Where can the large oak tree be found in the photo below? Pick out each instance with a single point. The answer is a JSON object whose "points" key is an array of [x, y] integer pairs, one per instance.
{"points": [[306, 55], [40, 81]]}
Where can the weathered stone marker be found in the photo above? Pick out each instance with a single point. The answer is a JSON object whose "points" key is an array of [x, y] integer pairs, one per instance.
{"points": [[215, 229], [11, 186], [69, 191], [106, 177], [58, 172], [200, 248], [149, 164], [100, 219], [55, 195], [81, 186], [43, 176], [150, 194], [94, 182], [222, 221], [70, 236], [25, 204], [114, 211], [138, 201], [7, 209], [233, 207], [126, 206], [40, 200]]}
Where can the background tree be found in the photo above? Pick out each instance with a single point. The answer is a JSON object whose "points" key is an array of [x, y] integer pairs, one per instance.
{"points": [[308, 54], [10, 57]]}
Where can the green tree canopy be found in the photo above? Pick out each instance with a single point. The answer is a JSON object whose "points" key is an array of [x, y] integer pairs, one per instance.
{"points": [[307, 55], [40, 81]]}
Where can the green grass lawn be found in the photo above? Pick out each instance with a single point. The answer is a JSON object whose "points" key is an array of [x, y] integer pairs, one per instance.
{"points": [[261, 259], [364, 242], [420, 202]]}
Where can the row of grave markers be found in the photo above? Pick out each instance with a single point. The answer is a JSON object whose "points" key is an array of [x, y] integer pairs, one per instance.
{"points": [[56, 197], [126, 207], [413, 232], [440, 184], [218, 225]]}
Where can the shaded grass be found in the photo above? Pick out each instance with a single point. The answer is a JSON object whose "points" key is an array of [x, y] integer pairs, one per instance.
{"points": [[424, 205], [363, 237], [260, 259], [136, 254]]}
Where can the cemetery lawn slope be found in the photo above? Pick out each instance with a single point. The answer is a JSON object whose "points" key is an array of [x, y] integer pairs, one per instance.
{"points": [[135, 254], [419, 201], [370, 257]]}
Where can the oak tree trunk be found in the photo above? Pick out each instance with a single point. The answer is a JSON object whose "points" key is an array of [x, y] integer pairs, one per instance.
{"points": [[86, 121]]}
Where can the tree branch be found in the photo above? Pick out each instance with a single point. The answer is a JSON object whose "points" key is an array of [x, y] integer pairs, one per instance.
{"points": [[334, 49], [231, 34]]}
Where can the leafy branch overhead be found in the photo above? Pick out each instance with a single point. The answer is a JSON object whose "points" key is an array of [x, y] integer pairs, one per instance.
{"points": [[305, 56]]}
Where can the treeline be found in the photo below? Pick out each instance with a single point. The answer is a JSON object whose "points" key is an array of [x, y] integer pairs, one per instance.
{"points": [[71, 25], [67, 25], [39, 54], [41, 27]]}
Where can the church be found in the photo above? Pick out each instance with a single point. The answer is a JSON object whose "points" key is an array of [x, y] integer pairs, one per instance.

Exercise | Output each record precisely as written.

Task solution |
Where can the large oak tree be found in the photo below? Pick out each instance with a single point. The answer is a JSON object whose "points" key is an array of [x, y] integer pairs, one per instance.
{"points": [[306, 55], [40, 81]]}
Where can the weathered stone marker be found in the photo above? Pick out each instance with a single point. The answer is a JSON object whose "points" key is an array of [x, y] integer pairs, one per instance.
{"points": [[215, 229], [11, 186], [69, 191], [106, 177], [58, 172], [200, 248], [149, 164], [100, 219], [55, 195], [81, 186], [43, 176], [150, 194], [94, 182], [222, 221], [70, 236], [25, 204], [114, 211], [138, 201], [7, 209], [233, 207], [126, 206], [40, 200]]}
Where can the background tree be found in the photo above? Pick out each instance with a single point. The answer is a JSON object whose "points" key is an array of [x, y] integer pairs, one per instance.
{"points": [[308, 54], [10, 57]]}
Where can the green tree canopy be found in the photo above? Pick out each instance with a single point. The answer is a JSON object whose "points" key is an array of [x, y] integer pairs, one per instance.
{"points": [[307, 55], [40, 81]]}
Where can the green grass lawn be found in the photo above? Pick out each instance with a single point. The answer is a JSON object whose "points" key is an array of [x, y] integer pairs, one per instance.
{"points": [[261, 259], [364, 242], [420, 202]]}
Where can the row of grave markers be found in the photo above? Pick out each instance with a single point. The answer is a JSON object whose "points" key is an array of [x, y] integer pairs, one per instance.
{"points": [[56, 197], [126, 207], [413, 232], [440, 184], [218, 225]]}
Where can the shaded grass be found in the photo above? Pick out each instance with a single point. The answer is a JSON object whose "points" key is an array of [x, y] integer pairs, one per instance.
{"points": [[424, 205], [363, 237], [260, 259], [136, 254]]}
Where can the cemetery lawn slope be found in the photo above? Pick out each instance with a single point. The answer is a JSON object whose "points" key is an array of [x, y] integer pairs, one per instance.
{"points": [[135, 254], [419, 201], [370, 257]]}
Where can the oak tree trunk be found in the photo above? Pick out each instance with a single point. The answer is a JSON object whose "points" key is an array of [x, y] integer pairs, one per instance.
{"points": [[86, 121]]}
Where can the tree branch be found in the photo above? Pick out each instance with a single point. The answer is a JSON object whose "points" key is an array of [x, y] integer pairs, one per instance.
{"points": [[334, 49], [231, 34]]}
Where can the leafy branch overhead be found in the photo above? Pick out each instance with a single point. The answer is a JSON object whose "points" key is an array of [x, y] integer pairs, one per instance.
{"points": [[305, 56]]}
Where can the treeline be found in the photo below? Pick out each instance with a single point. The answer is a JSON object whose "points" key is an array of [x, y] integer pairs, one per instance.
{"points": [[71, 25], [67, 25], [39, 54], [41, 27]]}
Where can the church be found in the photo above? Pick out each instance with a single point. The answer is a JSON object whose "points" key is an array of [x, y] integer pairs, one per instance.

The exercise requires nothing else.